_What to do_.
Please quote verbatim everything in the items below, from the line containing "Spot the deer muzzle" down to the line containing "(237, 1100)", with both of those lines included.

_Source records_.
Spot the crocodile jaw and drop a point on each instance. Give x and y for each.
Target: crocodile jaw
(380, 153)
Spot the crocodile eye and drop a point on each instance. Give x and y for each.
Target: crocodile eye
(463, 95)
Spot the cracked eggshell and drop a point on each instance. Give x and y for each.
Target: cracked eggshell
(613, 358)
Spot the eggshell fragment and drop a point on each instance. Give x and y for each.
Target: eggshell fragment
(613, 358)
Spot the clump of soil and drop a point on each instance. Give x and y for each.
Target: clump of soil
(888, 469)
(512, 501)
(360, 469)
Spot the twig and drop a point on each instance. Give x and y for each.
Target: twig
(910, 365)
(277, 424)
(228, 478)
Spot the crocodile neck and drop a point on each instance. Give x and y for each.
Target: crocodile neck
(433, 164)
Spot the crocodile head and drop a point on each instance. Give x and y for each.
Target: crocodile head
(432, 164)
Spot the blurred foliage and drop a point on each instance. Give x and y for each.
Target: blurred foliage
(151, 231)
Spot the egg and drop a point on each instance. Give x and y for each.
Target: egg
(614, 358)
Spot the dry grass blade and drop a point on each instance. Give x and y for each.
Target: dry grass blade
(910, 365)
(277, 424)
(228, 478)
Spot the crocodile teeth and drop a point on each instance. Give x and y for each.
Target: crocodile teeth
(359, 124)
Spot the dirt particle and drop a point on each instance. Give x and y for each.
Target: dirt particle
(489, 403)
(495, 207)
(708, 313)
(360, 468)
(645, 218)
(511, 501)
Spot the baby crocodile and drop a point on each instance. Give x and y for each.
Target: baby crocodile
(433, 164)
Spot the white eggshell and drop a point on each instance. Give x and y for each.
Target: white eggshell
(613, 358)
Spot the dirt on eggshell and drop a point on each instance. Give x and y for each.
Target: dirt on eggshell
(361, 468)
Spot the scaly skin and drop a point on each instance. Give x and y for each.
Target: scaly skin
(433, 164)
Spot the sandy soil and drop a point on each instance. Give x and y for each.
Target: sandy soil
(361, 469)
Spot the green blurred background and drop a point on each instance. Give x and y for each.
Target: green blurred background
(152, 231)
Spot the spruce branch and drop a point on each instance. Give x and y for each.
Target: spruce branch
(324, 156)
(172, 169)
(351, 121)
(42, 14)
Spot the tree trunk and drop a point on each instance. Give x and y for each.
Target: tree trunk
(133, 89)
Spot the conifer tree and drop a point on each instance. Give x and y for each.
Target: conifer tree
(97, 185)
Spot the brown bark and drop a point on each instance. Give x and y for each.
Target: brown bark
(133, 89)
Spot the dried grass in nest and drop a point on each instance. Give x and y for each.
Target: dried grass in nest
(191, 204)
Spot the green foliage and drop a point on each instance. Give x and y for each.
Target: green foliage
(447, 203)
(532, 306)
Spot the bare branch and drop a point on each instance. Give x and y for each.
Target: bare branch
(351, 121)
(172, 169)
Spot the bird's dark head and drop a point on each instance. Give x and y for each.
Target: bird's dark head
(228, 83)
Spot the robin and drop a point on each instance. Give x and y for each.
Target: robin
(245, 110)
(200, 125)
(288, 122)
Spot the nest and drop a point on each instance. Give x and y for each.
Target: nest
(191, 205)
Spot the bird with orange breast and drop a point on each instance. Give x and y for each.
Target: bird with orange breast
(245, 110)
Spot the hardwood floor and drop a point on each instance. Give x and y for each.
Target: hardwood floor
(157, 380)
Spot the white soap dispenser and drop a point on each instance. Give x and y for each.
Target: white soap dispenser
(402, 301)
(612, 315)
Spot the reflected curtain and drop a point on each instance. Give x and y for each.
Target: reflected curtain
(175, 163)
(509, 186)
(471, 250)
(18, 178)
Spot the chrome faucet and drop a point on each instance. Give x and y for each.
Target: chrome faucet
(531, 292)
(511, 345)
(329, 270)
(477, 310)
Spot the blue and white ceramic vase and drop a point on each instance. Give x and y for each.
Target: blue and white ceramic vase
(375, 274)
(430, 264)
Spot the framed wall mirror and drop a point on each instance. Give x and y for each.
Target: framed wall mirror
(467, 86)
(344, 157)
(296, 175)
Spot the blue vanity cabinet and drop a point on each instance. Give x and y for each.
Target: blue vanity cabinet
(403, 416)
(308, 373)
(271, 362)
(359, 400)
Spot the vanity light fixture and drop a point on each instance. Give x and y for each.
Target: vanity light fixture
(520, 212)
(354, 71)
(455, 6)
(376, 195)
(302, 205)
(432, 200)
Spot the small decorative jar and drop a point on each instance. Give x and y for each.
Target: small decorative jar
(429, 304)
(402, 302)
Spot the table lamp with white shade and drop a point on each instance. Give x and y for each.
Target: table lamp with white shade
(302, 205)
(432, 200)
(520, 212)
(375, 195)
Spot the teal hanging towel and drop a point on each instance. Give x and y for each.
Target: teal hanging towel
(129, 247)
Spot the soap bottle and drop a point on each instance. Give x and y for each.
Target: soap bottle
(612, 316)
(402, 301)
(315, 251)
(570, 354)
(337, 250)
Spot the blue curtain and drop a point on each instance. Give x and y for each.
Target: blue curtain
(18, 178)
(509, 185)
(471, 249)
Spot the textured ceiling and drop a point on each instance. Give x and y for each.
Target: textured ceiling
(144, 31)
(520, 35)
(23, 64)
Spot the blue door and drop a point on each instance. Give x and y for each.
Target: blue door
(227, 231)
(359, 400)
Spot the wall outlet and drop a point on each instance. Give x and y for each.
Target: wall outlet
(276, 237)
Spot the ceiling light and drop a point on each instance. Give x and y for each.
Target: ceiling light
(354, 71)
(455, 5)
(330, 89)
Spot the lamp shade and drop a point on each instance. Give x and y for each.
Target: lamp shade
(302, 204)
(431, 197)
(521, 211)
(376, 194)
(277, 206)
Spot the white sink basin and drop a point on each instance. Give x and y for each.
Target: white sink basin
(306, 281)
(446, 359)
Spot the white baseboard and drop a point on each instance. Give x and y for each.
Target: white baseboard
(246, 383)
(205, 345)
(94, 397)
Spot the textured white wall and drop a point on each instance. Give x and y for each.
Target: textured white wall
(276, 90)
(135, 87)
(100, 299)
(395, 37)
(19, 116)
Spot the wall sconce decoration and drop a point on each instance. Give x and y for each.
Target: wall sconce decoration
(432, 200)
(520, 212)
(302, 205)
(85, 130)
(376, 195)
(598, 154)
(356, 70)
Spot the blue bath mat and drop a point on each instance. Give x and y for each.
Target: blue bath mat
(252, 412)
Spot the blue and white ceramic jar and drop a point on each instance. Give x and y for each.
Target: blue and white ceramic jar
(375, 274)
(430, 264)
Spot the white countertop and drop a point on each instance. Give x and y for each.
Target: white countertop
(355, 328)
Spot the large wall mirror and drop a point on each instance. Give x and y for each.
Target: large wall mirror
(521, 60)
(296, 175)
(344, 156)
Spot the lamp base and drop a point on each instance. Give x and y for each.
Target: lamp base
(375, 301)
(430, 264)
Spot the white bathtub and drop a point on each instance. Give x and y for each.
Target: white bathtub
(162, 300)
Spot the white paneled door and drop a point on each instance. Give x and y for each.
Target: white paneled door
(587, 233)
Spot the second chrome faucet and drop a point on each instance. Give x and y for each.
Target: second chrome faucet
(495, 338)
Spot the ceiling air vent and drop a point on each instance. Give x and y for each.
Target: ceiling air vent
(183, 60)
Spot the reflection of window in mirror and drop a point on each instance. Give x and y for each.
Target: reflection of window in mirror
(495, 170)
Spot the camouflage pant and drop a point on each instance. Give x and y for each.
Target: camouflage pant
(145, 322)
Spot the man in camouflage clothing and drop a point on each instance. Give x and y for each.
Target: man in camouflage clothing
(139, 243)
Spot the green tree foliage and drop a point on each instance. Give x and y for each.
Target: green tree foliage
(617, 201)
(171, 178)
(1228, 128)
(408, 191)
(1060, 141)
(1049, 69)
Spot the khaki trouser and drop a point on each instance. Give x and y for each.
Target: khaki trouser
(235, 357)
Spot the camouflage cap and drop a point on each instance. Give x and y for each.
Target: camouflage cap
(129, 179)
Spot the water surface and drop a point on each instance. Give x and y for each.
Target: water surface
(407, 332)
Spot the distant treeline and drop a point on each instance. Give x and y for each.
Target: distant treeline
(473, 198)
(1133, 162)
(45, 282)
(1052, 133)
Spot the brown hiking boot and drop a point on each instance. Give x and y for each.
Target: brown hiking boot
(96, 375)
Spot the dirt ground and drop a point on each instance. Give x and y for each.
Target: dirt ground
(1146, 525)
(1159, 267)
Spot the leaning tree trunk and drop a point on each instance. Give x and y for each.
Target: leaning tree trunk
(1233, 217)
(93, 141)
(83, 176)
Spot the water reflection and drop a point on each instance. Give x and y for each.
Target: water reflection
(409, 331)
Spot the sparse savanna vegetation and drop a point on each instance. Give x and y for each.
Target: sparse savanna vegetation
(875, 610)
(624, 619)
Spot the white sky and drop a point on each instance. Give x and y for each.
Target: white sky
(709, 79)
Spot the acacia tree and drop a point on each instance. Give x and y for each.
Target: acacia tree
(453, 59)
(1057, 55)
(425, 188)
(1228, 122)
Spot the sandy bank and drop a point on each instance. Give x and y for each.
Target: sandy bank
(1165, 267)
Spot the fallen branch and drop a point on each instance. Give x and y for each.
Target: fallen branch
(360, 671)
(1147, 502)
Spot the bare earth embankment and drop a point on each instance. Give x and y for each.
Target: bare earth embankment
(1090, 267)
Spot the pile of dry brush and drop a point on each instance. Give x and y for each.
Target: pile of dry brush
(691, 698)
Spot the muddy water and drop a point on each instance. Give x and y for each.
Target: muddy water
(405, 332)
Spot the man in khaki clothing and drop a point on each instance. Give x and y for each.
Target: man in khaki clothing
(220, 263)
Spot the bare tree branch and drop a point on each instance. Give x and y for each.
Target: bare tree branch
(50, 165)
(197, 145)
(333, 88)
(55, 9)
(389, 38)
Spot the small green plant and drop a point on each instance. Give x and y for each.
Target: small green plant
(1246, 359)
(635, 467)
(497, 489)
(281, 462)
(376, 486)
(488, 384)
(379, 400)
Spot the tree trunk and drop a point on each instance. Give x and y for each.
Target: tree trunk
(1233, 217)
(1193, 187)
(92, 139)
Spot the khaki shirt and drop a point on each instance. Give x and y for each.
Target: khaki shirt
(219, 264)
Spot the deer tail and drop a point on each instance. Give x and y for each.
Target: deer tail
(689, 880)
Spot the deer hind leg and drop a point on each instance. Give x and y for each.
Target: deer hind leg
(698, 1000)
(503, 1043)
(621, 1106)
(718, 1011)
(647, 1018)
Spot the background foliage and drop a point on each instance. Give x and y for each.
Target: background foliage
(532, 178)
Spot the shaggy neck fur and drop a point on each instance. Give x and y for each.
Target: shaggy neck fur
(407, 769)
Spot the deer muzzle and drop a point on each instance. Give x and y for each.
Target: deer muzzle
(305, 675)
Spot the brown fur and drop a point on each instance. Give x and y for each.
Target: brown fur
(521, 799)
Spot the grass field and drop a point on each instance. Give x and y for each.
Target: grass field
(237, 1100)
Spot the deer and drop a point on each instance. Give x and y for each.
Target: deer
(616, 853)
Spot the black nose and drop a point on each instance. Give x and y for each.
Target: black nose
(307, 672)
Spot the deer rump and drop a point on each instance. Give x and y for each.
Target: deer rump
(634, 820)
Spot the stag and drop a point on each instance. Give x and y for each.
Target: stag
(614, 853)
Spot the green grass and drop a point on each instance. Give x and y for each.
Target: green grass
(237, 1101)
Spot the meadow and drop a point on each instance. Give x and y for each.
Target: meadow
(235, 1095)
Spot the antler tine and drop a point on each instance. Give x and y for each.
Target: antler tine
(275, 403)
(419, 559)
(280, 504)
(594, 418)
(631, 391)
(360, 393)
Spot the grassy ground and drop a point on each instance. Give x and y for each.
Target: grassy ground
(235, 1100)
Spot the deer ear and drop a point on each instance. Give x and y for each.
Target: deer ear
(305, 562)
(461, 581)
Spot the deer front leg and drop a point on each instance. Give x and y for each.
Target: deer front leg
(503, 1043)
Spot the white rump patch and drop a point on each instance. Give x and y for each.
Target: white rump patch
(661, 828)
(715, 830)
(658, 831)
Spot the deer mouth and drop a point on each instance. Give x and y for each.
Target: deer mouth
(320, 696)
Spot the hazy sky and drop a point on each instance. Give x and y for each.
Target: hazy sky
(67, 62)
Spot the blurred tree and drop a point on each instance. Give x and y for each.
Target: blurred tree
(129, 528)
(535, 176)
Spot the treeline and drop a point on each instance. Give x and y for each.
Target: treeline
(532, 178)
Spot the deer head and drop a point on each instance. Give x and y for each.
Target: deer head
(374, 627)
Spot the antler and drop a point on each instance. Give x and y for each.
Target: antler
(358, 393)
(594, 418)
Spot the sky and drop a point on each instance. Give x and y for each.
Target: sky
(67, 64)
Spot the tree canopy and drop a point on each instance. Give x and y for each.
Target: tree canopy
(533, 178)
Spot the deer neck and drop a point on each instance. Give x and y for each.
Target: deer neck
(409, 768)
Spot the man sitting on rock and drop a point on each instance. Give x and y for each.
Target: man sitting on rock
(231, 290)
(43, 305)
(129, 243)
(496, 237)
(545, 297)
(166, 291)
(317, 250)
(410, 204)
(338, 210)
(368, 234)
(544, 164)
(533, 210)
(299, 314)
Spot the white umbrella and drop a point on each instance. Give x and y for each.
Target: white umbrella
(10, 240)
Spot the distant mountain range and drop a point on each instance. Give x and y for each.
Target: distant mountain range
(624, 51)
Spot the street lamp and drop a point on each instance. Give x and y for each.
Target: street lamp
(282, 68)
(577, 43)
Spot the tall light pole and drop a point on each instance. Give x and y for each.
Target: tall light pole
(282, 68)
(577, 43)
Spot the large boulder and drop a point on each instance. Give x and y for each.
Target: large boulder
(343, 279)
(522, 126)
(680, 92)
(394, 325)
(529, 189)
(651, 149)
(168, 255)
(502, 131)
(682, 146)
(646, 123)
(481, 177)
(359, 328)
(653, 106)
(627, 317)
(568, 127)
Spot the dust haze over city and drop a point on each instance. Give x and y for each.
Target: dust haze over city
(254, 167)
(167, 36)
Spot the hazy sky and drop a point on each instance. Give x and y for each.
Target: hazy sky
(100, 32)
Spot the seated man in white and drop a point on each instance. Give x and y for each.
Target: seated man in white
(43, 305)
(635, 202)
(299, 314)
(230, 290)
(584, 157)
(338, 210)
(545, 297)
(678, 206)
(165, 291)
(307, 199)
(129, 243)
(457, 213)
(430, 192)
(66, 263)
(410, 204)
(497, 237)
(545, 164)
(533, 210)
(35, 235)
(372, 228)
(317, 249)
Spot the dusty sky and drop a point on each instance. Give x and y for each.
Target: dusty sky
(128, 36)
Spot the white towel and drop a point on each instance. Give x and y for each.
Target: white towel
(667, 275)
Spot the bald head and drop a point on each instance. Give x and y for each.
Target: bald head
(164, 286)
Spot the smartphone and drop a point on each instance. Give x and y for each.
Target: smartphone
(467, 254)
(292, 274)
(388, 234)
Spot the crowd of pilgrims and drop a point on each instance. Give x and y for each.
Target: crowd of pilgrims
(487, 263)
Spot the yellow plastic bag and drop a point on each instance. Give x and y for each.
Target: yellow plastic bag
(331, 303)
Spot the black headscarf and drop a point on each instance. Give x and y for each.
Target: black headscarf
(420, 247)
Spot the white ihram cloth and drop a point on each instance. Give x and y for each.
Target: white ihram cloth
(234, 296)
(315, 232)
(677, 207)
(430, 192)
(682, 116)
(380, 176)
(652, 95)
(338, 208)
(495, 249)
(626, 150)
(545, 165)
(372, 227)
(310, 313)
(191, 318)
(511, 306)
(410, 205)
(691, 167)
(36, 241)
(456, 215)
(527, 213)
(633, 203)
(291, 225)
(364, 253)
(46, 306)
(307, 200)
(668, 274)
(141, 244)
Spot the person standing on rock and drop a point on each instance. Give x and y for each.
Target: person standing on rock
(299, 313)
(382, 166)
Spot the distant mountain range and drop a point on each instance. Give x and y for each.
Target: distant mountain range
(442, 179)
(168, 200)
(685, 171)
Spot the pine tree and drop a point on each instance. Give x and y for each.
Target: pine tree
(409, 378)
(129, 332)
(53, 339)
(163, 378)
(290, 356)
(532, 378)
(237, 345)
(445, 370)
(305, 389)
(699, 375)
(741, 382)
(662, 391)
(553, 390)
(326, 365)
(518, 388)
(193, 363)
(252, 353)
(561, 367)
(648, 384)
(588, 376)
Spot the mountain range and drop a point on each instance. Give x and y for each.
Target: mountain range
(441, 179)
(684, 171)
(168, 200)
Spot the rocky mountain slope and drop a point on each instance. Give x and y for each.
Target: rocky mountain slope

_Solution_.
Spot the deer muzzle and drop a point on each instance. Give x and y for each.
Target: deer muzzle
(305, 675)
Spot the brown fur and drop a point on each instance. Give x and y for each.
Target: brown fur
(521, 799)
Spot the grass field and drop a point on each instance. Give x and y for each.
Target: grass field
(237, 1100)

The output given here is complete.